Make an exact copy of the records, with the pictures left out.

----- AVAILABLE DATA -----

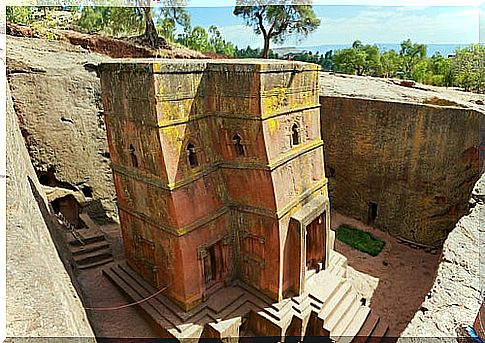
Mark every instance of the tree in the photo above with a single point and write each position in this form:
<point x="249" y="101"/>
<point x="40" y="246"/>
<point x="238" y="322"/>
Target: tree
<point x="129" y="20"/>
<point x="411" y="54"/>
<point x="469" y="69"/>
<point x="198" y="39"/>
<point x="327" y="63"/>
<point x="390" y="61"/>
<point x="360" y="59"/>
<point x="276" y="21"/>
<point x="349" y="61"/>
<point x="219" y="44"/>
<point x="19" y="14"/>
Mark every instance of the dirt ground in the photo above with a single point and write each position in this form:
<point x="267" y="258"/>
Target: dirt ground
<point x="396" y="282"/>
<point x="99" y="292"/>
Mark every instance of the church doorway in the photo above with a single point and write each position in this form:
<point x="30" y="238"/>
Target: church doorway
<point x="315" y="243"/>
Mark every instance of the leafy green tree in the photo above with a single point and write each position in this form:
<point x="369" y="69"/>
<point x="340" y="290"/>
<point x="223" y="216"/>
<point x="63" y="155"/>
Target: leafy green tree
<point x="469" y="68"/>
<point x="350" y="61"/>
<point x="219" y="44"/>
<point x="276" y="23"/>
<point x="94" y="19"/>
<point x="136" y="19"/>
<point x="411" y="54"/>
<point x="166" y="27"/>
<point x="198" y="39"/>
<point x="19" y="14"/>
<point x="327" y="63"/>
<point x="440" y="73"/>
<point x="390" y="61"/>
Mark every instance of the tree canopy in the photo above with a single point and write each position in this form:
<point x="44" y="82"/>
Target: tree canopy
<point x="275" y="20"/>
<point x="137" y="19"/>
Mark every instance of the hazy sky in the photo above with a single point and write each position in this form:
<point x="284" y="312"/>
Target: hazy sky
<point x="370" y="24"/>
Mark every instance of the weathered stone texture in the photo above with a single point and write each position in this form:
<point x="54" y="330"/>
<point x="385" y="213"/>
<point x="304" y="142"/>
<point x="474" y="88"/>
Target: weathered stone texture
<point x="416" y="162"/>
<point x="457" y="293"/>
<point x="160" y="114"/>
<point x="41" y="300"/>
<point x="59" y="106"/>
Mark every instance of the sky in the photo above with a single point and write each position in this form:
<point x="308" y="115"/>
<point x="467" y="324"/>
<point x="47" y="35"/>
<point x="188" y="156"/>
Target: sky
<point x="370" y="24"/>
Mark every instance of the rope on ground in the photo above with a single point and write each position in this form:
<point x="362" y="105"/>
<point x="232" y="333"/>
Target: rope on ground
<point x="126" y="305"/>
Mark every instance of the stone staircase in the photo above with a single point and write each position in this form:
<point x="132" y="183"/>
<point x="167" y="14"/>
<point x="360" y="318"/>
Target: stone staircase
<point x="330" y="308"/>
<point x="88" y="246"/>
<point x="212" y="319"/>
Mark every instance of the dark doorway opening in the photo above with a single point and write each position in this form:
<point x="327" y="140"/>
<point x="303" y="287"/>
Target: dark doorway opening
<point x="372" y="212"/>
<point x="134" y="159"/>
<point x="192" y="155"/>
<point x="295" y="135"/>
<point x="315" y="243"/>
<point x="214" y="266"/>
<point x="238" y="146"/>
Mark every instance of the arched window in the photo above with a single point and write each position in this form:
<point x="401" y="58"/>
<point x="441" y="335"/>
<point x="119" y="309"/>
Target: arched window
<point x="192" y="156"/>
<point x="295" y="135"/>
<point x="237" y="145"/>
<point x="134" y="160"/>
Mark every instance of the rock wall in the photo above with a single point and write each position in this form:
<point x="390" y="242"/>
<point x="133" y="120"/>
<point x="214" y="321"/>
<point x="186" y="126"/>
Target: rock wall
<point x="41" y="300"/>
<point x="457" y="293"/>
<point x="407" y="168"/>
<point x="56" y="96"/>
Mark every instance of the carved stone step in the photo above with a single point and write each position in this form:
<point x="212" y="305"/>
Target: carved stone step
<point x="94" y="246"/>
<point x="92" y="257"/>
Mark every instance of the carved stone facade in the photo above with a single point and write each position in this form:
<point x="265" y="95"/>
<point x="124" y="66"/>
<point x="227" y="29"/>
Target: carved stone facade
<point x="218" y="168"/>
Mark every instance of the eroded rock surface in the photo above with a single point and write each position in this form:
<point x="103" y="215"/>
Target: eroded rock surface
<point x="41" y="300"/>
<point x="56" y="95"/>
<point x="455" y="297"/>
<point x="398" y="158"/>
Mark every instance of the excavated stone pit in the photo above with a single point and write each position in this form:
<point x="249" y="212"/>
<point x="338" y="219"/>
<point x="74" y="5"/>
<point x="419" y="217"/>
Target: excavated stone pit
<point x="56" y="95"/>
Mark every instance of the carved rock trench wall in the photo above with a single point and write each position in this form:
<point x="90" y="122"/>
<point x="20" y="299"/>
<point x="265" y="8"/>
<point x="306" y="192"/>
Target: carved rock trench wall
<point x="406" y="168"/>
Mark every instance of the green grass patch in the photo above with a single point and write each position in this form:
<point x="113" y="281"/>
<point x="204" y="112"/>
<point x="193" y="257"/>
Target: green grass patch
<point x="359" y="240"/>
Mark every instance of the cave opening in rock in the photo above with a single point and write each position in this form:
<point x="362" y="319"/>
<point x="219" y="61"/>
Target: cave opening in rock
<point x="372" y="213"/>
<point x="87" y="191"/>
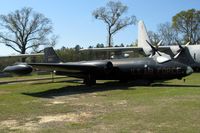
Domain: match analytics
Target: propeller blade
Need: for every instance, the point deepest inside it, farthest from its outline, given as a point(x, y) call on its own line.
point(151, 45)
point(159, 43)
point(187, 44)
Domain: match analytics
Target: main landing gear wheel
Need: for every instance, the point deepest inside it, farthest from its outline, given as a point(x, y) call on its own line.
point(89, 80)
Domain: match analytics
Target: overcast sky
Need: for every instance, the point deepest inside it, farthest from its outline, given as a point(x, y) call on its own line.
point(74, 24)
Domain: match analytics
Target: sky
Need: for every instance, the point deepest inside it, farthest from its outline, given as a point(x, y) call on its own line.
point(74, 24)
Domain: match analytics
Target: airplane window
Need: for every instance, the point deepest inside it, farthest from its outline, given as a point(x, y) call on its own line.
point(161, 59)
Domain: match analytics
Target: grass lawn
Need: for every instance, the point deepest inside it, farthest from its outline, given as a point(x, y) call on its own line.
point(67, 106)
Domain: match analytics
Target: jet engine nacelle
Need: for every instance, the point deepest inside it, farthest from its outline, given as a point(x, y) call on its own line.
point(20, 69)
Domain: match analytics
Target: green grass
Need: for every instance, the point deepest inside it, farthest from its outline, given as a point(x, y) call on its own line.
point(63, 106)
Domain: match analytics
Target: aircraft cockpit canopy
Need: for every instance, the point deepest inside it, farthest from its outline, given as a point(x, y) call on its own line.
point(162, 59)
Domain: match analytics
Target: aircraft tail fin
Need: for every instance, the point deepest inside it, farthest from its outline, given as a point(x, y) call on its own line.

-----

## RESPONSE TO THIS TASK:
Mark every instance of the tree in the photo above with a single point and write each position in this form:
<point x="249" y="101"/>
<point x="40" y="246"/>
<point x="238" y="322"/>
Target: tree
<point x="129" y="20"/>
<point x="411" y="54"/>
<point x="469" y="69"/>
<point x="198" y="39"/>
<point x="327" y="63"/>
<point x="390" y="61"/>
<point x="360" y="59"/>
<point x="276" y="21"/>
<point x="349" y="61"/>
<point x="219" y="44"/>
<point x="19" y="14"/>
Mark every instance of the dirt ground in the photo above with a single point and write each position in this form:
<point x="267" y="258"/>
Target: dirt ground
<point x="396" y="282"/>
<point x="99" y="292"/>
Mark every instance of the church doorway in the photo above with a single point and write each position in this form:
<point x="30" y="238"/>
Target: church doorway
<point x="315" y="243"/>
Mark every instance of the leafy green tree in the photo above with a single point and write each position in this form:
<point x="369" y="69"/>
<point x="340" y="290"/>
<point x="223" y="216"/>
<point x="63" y="155"/>
Target: leafy green tree
<point x="469" y="68"/>
<point x="350" y="61"/>
<point x="219" y="44"/>
<point x="276" y="23"/>
<point x="94" y="19"/>
<point x="136" y="19"/>
<point x="411" y="54"/>
<point x="166" y="27"/>
<point x="198" y="39"/>
<point x="19" y="14"/>
<point x="327" y="63"/>
<point x="440" y="73"/>
<point x="390" y="61"/>
Mark every instance of the tree canopy in the photo above with a single point and write each position in this form:
<point x="44" y="82"/>
Target: tree canopy
<point x="275" y="20"/>
<point x="137" y="19"/>
Mark every instance of the hazy sky in the photo above with a single point and write each position in this form:
<point x="284" y="312"/>
Target: hazy sky
<point x="370" y="24"/>
Mark every instance of the weathered stone texture in the photo above with a single point and write each position in this form:
<point x="54" y="330"/>
<point x="385" y="213"/>
<point x="304" y="142"/>
<point x="474" y="88"/>
Target: weathered stone texture
<point x="416" y="162"/>
<point x="457" y="293"/>
<point x="160" y="114"/>
<point x="41" y="300"/>
<point x="59" y="106"/>
Mark every instance of the sky in the photo above with a single point and write each position in this form:
<point x="308" y="115"/>
<point x="467" y="324"/>
<point x="47" y="35"/>
<point x="188" y="156"/>
Target: sky
<point x="370" y="24"/>
Mark every instance of the rope on ground in the photo above with a single point and write each position in this form:
<point x="362" y="105"/>
<point x="232" y="333"/>
Target: rope on ground
<point x="126" y="305"/>
Mark every instance of the stone staircase in the photo above with a single point and write each position in this form:
<point x="132" y="183"/>
<point x="167" y="14"/>
<point x="360" y="318"/>
Target: stone staircase
<point x="330" y="308"/>
<point x="88" y="246"/>
<point x="212" y="319"/>
Mark every instance of the dark doorway opening in the photo above with a single point and write each position in this form:
<point x="327" y="140"/>
<point x="303" y="287"/>
Target: dark doorway opening
<point x="372" y="212"/>
<point x="134" y="159"/>
<point x="192" y="155"/>
<point x="295" y="135"/>
<point x="315" y="243"/>
<point x="214" y="266"/>
<point x="238" y="146"/>
Mark every instance of the arched window in the photo above with a single point and write each position in this form:
<point x="401" y="58"/>
<point x="441" y="335"/>
<point x="119" y="309"/>
Target: arched window
<point x="192" y="156"/>
<point x="295" y="135"/>
<point x="237" y="145"/>
<point x="134" y="160"/>
Mark every instance of the rock wall in the photo above with a single point and write each position in this form:
<point x="390" y="242"/>
<point x="133" y="120"/>
<point x="214" y="321"/>
<point x="186" y="126"/>
Target: rock wall
<point x="41" y="300"/>
<point x="457" y="293"/>
<point x="407" y="168"/>
<point x="56" y="96"/>
Mark every instance of the carved stone step in the photo above with a single point and write each position in this form:
<point x="212" y="305"/>
Target: carved stone step
<point x="94" y="246"/>
<point x="92" y="257"/>
Mark every instance of the carved stone facade in the photo above with a single point and write each position in this form:
<point x="265" y="95"/>
<point x="124" y="66"/>
<point x="227" y="29"/>
Target: carved stone facade
<point x="218" y="168"/>
Mark every instance of the eroded rock surface in the photo above with a single point and write each position in this form:
<point x="103" y="215"/>
Target: eroded rock surface
<point x="41" y="300"/>
<point x="56" y="95"/>
<point x="455" y="297"/>
<point x="398" y="158"/>
Mark every instance of the excavated stone pit in the photo above with a single point and write each position in this form:
<point x="249" y="212"/>
<point x="338" y="219"/>
<point x="74" y="5"/>
<point x="419" y="217"/>
Target: excavated stone pit
<point x="56" y="95"/>
Mark every instance of the carved rock trench wall in the photo above with a single point and write each position in this form:
<point x="90" y="122"/>
<point x="20" y="299"/>
<point x="265" y="8"/>
<point x="306" y="192"/>
Target: carved rock trench wall
<point x="406" y="168"/>
Mark every instance of the green grass patch in the photo above with a single point and write each position in this form:
<point x="113" y="281"/>
<point x="204" y="112"/>
<point x="193" y="257"/>
Target: green grass patch
<point x="359" y="240"/>
Mark every instance of the cave opening in rock in the photo above with a single point and write each position in this form:
<point x="362" y="319"/>
<point x="219" y="61"/>
Target: cave opening in rock
<point x="372" y="213"/>
<point x="87" y="191"/>
Domain: match analytics
Target: propeller blade
Need: for every instance, the point deepest inside it, farthest from its outline, given as a point(x, y) call on its own line.
point(151, 45)
point(159, 43)
point(187, 44)
Domain: match analytics
Target: main landing gear wheel
Need: for every instance, the point deepest inside it, farthest from its outline, given as a point(x, y) call on its own line.
point(89, 80)
Domain: match analytics
Target: overcast sky
Need: for every instance, the point deepest inside it, farthest from its outline, given as a point(x, y) call on its own line.
point(74, 24)
Domain: match analytics
Target: sky
Need: for every instance, the point deepest inside it, farthest from its outline, given as a point(x, y) call on its own line.
point(74, 24)
Domain: match analytics
Target: airplane window
Need: for every instance, the point deepest inside it, farthest from its outline, given as a point(x, y) call on its own line.
point(161, 59)
Domain: match analytics
Target: grass lawn
Need: for every instance, the point deepest inside it, farthest from its outline, given as a point(x, y) call on its own line.
point(67, 106)
Domain: match analytics
Target: jet engine nacelle
Need: for every instance, the point deepest inside it, farthest from its outline, given as a point(x, y) call on its own line.
point(20, 69)
Domain: match analytics
Target: green grass
Need: for every instance, the point deepest inside it, farthest from its outline, given as a point(x, y) call on its own line.
point(63, 106)
Domain: match analytics
Target: aircraft cockpit canopy
Need: for every instance, the point deepest inside it, farthest from its outline, given as a point(x, y) call on its own line.
point(162, 59)
Domain: match analytics
Target: aircraft tail fin
Need: for every instance, the point deepest inside it, farthest from its outline, given as a point(x, y) call on its own line.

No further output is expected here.